[[ Supplied text, beginning ]]
In the last three decades the species of Candida have been of great interest due to the high mortality rates that they cause in immunocompromised and hospitalized patients. These species are opportunistic pathogens and they have inhabited other environments long before colonizing human cells. Among these environments we find wastewater from mines, and water from aquifers and soils that contain high concentrations of precious metals as well as toxic and base metals.

Aims

The aim of this study was to assess whether Candida albicans and Candida glabrata are able to maintain homeostasis in the presence of zinc, copper, cobalt or silver.

Methods

To achieve the objective, each of the Candida species was exposed to every single metal individually in a salt solution. Subsequently the treated cells were lysed to evaluate the compounds formed by means of Scanning Electron Microscopy-Energy Dispersive X-ray spectroscopy (SEM-EDS).

Results

When analyzing the compounds that both C. albicans and C. glabrata formed in the presence of each of the metals, we found that they had synthesized silver sulfide (Ag2S), cobalt sulfate (CoSO4), zinc phosphate (Zn3(PO4)2), or copper oxide (CuO).

Conclusions

Our results indicate that both C. albicans and C. glabrata have enzymatic and non-enzymatic mechanisms that allow them to achieve homeostasis in a different specific manner for each of the single metals to which they were exposed. To our knowledge, this is the first work reporting that C. albicans and C. glabrata can reduce different metals, with the subsequent formation of sulfides, sulfates, phosphates and oxides. This ability, developed over time by these Candida species, is probably a kind of biochemical mechanism in order to survive and colonize many different environments, from water or soil to humans. For this reason, C. albicans and C. glabrata make up an excellent model of study, both from a medical and biotechnical point of view.

Keywords:
Biosynthesis
Candida albicans
Candida glabrata
Ag2S
CoSO4
Zn3(PO4)2
CuO
Resumen
Antecedentes

Las especies de Candida han cobrado gran interés en las últimas tres décadas debido a los altos índices de mortalidad que ocasionan en pacientes inmunodeficientes y hospitalizados. Estas especies son consideradas patógenas oportunistas y existen otros medios ambientes que estas levaduras han habitado mucho antes de haber colonizado al ser humano: aguas residuales de minas, agua de mantos acuíferos y suelos que contienen altas concentraciones de metales preciosos, metales tóxicos y metales comunes.

Objetivos

El objetivo del presente trabajo fue evaluar si Candida albicans y Candida glabrata eran capaces de mantener la homeostasis en presencia de los elementos químicos cinc, cobre, cobalto y plata.

Métodos

Para lograr el objetivo, las dos levaduras fueron expuestas a cada uno de los metales elegidos de manera independiente, y posteriormente las células tratadas fueron lisadas para permitir la evaluación por medio de microscopía electrónica de barrido con espectrometría de dispersión de energía de rayos X (SEM-EDS) del compuesto formado.
[[ Supplied text, end ]]
[[ Source material, beginning ]]
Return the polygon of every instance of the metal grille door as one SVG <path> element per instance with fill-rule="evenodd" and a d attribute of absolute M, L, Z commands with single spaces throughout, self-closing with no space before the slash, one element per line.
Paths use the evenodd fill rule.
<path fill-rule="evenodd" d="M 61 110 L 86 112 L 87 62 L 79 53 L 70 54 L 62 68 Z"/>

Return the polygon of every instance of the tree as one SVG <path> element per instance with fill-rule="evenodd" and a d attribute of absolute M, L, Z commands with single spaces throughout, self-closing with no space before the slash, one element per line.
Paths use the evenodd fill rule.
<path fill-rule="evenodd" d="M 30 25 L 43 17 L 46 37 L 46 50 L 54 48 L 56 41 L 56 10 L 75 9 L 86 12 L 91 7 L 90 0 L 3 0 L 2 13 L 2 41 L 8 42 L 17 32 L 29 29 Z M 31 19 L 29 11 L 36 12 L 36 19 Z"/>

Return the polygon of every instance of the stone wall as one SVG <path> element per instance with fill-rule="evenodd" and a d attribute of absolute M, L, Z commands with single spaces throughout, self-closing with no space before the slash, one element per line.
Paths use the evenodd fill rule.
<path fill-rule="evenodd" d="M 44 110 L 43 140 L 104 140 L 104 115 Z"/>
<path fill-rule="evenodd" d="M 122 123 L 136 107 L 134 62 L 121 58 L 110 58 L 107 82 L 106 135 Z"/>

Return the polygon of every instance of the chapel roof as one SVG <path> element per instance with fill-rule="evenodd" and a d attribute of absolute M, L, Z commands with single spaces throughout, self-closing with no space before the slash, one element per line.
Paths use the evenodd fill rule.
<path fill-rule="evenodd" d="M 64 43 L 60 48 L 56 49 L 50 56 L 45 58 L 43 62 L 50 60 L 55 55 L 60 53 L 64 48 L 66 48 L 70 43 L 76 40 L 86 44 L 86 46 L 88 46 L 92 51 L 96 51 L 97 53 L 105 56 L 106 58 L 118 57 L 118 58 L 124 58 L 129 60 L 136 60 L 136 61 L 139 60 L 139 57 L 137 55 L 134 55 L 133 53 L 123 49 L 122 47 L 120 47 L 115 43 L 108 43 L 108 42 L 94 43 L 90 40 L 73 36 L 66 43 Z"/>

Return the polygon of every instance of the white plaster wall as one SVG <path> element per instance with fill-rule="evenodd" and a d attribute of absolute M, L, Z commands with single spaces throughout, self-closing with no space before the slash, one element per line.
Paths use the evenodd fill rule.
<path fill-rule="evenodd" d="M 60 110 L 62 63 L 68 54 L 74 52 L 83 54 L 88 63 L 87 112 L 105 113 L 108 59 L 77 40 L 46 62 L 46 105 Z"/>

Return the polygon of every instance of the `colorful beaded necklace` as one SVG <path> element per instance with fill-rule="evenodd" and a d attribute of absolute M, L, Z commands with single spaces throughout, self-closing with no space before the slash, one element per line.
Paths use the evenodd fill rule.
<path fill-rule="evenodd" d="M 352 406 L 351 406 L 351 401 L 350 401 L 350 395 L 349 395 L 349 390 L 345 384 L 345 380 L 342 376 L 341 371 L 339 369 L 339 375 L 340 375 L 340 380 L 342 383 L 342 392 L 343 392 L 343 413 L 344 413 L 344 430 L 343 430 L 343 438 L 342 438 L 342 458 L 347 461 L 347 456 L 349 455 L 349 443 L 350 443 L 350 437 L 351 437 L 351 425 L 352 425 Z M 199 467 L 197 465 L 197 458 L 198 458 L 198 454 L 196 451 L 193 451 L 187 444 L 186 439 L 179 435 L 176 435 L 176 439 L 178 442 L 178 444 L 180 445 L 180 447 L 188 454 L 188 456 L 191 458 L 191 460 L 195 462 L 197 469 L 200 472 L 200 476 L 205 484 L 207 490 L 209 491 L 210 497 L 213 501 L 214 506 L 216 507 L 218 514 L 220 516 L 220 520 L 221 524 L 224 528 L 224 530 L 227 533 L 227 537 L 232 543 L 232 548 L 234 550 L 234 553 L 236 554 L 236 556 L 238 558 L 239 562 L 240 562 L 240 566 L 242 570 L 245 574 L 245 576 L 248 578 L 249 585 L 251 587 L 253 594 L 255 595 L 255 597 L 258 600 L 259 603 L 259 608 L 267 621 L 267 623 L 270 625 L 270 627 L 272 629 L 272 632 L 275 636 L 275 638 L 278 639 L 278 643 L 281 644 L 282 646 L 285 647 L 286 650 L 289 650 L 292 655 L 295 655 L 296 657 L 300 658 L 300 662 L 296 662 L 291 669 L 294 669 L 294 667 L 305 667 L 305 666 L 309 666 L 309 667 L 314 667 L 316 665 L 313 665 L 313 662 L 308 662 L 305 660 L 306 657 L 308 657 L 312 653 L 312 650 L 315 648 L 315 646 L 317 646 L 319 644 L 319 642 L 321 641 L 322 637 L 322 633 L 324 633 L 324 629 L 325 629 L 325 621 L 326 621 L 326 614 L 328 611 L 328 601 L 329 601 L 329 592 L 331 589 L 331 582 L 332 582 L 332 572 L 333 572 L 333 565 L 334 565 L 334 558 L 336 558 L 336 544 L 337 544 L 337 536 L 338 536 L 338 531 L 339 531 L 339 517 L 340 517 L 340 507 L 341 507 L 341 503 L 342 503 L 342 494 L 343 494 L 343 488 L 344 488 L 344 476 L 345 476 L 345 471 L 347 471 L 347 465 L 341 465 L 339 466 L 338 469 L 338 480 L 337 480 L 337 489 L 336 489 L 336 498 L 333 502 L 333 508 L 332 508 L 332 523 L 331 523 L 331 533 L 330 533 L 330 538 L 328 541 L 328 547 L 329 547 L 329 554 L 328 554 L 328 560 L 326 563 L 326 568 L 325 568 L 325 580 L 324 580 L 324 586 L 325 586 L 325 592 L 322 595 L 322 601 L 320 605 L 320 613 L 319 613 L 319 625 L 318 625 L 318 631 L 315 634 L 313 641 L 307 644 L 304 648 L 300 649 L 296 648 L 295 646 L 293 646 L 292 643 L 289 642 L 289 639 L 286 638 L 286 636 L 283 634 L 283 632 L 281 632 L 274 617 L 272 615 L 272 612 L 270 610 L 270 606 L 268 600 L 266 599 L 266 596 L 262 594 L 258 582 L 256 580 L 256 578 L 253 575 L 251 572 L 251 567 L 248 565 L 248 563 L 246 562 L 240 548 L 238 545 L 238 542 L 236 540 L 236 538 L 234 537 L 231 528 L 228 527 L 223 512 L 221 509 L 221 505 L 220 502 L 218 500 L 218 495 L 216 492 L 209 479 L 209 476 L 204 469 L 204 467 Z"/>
[[ Source material, end ]]
§ **To do**:
Copy the part of the Candida abstract from "In the last" to "cobalt or silver." word for word.

§ **Response to the exercise**:
In the last three decades the species of Candida have been of great interest due to the high mortality rates that they cause in immunocompromised and hospitalized patients. These species are opportunistic pathogens and they have inhabited other environments long before colonizing human cells. Among these environments we find wastewater from mines, and water from aquifers and soils that contain high concentrations of precious metals as well as toxic and base metals.

Aims

The aim of this study was to assess whether Candida albicans and Candida glabrata are able to maintain homeostasis in the presence of zinc, copper, cobalt or silver.